Metin Bölümü ::
+++

Her
ibadetin şartları vardır. Şartları yerine getirilerek yapılan ibadetler bir mânâ
ifade eder. Aksi halde o ibadet yapılmamış sayılır. Hacc'ın makbuliyeti için de
şartlar vardır. Makbul bir Hacc için istenilen şartların yerine getirilmesi gerekir.
İslâm ümmetinin başında Halifesi bulunmadığı için Müslümanlar günümüzde
farz-ı ayn olan ilimlerden maalesef yoksundurlar. Bunun için herşeyimiz
karmakarışık. Şer güçlerin tasallutu altındayız. En azından Müslümanlardaki
kendi kendilerini sorgulama kımıldayışı kurtuluş ümidimizi kuvvetlendiriyor,
elhamdülillah...
Tabiinden Abdullah
İbni Mübarek isminde bir zat var. Bu zat Hadis ve Fıkıh âlimi idi. Hicrî 118'de
doğdu, 181'de vefat etti. Bu mübarek, bir yıl Hacc, bir yıl cihad, bir yıl da ticaret
yapardı. Hacc yaptığı yıl, Hacc görevini bitirdiğinde Harem'de otururken
uyuyakaldı. Uyuduğunda, rüyasında iki meleğin gökten inip konuştuklarını gördü.

+++

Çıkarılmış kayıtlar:
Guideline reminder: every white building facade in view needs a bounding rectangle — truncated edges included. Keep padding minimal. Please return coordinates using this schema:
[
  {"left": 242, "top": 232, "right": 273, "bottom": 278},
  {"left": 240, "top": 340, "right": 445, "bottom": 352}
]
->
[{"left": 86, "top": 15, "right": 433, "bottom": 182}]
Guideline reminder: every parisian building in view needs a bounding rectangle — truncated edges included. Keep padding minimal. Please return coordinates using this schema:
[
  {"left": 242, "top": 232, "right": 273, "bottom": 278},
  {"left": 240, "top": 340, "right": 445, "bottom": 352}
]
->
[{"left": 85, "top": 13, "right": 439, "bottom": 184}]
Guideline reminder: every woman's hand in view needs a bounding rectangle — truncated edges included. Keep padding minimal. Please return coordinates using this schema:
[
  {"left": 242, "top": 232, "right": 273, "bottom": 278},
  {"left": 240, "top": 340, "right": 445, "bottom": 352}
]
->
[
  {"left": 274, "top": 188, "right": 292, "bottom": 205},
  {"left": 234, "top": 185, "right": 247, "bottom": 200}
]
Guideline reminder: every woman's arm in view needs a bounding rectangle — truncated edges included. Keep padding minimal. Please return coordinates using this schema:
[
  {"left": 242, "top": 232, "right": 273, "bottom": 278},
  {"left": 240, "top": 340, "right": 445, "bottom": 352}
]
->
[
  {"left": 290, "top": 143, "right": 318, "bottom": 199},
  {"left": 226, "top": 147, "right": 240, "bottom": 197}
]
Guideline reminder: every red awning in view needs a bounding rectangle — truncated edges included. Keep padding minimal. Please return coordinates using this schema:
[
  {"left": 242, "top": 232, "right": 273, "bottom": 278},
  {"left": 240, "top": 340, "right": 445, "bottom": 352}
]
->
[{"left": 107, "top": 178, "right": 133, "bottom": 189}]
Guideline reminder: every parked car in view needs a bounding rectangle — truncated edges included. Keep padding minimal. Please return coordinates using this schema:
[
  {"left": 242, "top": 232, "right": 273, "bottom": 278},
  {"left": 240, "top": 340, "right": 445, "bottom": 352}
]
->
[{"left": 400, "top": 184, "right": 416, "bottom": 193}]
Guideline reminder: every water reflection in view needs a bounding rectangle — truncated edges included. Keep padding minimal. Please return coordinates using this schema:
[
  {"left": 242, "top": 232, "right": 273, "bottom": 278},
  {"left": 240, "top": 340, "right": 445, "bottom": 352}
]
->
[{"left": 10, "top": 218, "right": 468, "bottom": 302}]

+++

Görev Listesi ::
- 1) Metin bölümünün "Tabiinden Abdullah" ifadesiyle başlayıp "inip konuştuklarını gördü." ifadesiyle biten kısmını, "uyuyakaldı" yerine "daldı" koyarak değiştirip yeniden yazar mısınız?
- 2) Metin bölümündeki "Bu zat Hadis ve Fıkıh âlimi idi" cümlesini İngilizceye çevirir misiniz?
Öğelere ihtiyacınız olmayacak.

Görev Yanıtları ::
- 1)
Tabiinden Abdullah
İbni Mübarek isminde bir zat var. Bu zat Hadis ve Fıkıh âlimi idi. Hicrî 118'de
doğdu, 181'de vefat etti. Bu mübarek, bir yıl Hacc, bir yıl cihad, bir yıl da ticaret
yapardı. Hacc yaptığı yıl, Hacc görevini bitirdiğinde Harem'de otururken
daldı. Uyuduğunda, rüyasında iki meleğin gökten inip konuştuklarını gördü.

- 2) This person was a scholar of Hadith and Fiqh.